- Desafios:
**A.** Apresente em CSV de duas colunas, "pedido" e "resposta", os registros que começam na linha que contém "Indicate every instance of the overhead" e terminam na linha que contém "(1057, 505)", incluindo ambas. Use uma linha por pedido, com cada campo entre aspas e as quebras de linha trocadas por espaços.
**B.** Escreva a continuação da crônica sobre filmes do fim do mundo a partir do ponto em que ela para.

- Artigo:
········

5139) Notícias do fim do mundo (3.1.2025)
O algoritmo do inconsciente me fez visitar estes dias,
como por acaso, filmes que têm como tema o Fim do Mundo.
Não era esse tema que eu estava procurando; eram outros
detalhes, diferentes em cada filme, mas bastavam alguns minutos de bola rolando
para que eu percebesse o tema botando a cabeça por cima do muro.
Bem – fim de ano e fim do mundo podem não ser sinônimos,
mas também não são opostos. Tudo nos deixa uma lição.
Caiu-me nas mãos uma cópia de A Hora Final (“On the Beach”, 1959), filme de Stanley Kramer que eu
nunca tinha visto e resolvi ver agora. Lembro que naquela época era um filme
comentado lá em casa, pelos amigos que visitavam meus pais.

········

- Conjunto de dados:

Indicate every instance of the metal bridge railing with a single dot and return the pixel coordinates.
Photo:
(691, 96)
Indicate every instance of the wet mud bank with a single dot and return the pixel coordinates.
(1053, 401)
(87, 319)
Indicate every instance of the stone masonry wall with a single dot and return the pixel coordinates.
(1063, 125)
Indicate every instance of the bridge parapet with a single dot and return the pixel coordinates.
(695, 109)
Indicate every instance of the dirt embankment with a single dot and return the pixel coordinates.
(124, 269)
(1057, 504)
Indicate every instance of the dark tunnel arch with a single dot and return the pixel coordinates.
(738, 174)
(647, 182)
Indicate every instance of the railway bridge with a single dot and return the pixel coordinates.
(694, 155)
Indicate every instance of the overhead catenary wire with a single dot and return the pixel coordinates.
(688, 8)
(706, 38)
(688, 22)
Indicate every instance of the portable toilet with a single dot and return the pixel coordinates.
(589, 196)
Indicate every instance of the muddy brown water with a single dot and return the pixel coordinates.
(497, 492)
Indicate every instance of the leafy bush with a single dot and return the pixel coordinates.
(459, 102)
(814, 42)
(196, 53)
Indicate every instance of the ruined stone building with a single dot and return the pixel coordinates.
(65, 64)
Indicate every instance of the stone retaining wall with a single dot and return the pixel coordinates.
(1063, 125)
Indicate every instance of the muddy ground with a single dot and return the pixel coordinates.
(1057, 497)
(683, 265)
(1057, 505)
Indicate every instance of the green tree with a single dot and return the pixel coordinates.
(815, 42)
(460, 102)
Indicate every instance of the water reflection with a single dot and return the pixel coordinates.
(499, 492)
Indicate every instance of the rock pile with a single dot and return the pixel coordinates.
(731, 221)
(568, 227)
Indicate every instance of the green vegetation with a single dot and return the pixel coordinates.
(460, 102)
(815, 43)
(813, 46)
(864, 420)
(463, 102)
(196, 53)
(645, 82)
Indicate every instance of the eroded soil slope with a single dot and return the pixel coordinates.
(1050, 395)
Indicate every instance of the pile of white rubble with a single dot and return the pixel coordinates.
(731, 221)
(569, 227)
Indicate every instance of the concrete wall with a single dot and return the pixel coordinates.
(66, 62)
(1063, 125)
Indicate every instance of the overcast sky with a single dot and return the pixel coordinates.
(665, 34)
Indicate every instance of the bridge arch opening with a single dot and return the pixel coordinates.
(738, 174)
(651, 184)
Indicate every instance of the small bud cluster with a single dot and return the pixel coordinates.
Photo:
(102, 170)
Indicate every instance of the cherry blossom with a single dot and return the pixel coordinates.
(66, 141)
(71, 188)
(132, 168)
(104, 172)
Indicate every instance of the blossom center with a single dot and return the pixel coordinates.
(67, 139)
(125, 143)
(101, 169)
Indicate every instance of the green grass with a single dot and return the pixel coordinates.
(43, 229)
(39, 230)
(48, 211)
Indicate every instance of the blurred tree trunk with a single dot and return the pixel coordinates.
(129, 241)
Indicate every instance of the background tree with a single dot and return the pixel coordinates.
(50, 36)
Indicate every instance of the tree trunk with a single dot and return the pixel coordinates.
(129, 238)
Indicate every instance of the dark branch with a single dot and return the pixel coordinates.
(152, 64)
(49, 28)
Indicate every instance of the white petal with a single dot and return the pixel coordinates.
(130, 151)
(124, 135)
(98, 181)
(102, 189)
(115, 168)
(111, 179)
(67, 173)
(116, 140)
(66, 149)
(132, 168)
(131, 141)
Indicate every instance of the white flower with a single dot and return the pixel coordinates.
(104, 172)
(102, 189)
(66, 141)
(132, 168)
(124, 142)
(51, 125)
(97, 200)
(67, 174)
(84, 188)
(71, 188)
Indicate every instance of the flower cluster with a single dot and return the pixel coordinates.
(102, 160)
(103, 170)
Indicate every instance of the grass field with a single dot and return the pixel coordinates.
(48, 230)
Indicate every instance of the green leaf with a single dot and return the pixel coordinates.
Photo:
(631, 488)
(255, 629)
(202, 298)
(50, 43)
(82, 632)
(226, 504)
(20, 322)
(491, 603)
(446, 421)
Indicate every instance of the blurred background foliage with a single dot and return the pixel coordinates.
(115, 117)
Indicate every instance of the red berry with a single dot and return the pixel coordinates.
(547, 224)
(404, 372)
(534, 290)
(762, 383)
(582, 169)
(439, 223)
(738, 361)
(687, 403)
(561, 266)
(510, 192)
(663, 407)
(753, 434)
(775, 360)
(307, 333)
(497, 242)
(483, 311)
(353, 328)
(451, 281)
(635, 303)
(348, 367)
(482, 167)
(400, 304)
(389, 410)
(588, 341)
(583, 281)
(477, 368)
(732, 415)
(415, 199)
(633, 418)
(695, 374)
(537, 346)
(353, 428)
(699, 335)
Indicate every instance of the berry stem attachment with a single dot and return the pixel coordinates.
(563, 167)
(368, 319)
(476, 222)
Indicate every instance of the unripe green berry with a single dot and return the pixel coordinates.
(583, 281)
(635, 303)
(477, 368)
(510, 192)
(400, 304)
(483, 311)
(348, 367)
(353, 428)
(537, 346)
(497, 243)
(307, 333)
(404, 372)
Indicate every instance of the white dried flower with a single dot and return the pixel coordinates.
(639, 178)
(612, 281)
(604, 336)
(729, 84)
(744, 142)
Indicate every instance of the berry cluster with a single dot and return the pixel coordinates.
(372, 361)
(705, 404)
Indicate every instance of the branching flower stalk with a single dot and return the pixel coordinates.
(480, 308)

········

- Respostas do exercício:
**A.**
pedido,resposta
"Indicate every instance of the overhead catenary wire with a single dot and return the pixel coordinates.","(688, 8) (706, 38) (688, 22)"
"Indicate every instance of the portable toilet with a single dot and return the pixel coordinates.","(589, 196)"
"Indicate every instance of the muddy brown water with a single dot and return the pixel coordinates.","(497, 492)"
"Indicate every instance of the leafy bush with a single dot and return the pixel coordinates.","(459, 102) (814, 42) (196, 53)"
"Indicate every instance of the ruined stone building with a single dot and return the pixel coordinates.","(65, 64)"
"Indicate every instance of the stone retaining wall with a single dot and return the pixel coordinates.","(1063, 125)"
"Indicate every instance of the muddy ground with a single dot and return the pixel coordinates.","(1057, 497) (683, 265) (1057, 505)"

**B.**
Falava-se dele em tom sério – era a história de um grupo
de pessoas numa praia, esperando o fim do mundo devido à guerra atômica.
Provavelmente foi a primeira vez (eu teria 9 ou 10 anos) em que ouvi falar
nisto pra valer.
O filme de Kramer é correto, bem narrado para a época.
Quando começa, a II Guerra já aconteceu e destruiu praticamente toda a vida no
Hemisfério Norte. A história se passa na Austrália. A tripulação de um
submarino é recebida pela população local, e começam todos a se preparar para a
chegada da “nuvem radioativa” que vai exterminar a população do último
continente.
Gregory Peck desfila sua canastrice habitual, como o
capitão do submarino. É um ator solene e inexpressivo, que parece talhado para
o Monte Rushmore. Quem surpreende é Fred Astaire, no papel de um cientista
fascinado por carros de corrida – ao que se diz, é seu primeiro papel
não-musical no cinema. Ava Gardner faz o papel de mulher-solteira-em-crise-que-bebe-todo-dia
e não se sai mal. Anthony Perkins faz aquele papel loquaz e desassossegado de
sempre, o cara angustiado e sorridente que não pára quieto.
(Fred Astaire, Gregory Peck, Ava Gardner)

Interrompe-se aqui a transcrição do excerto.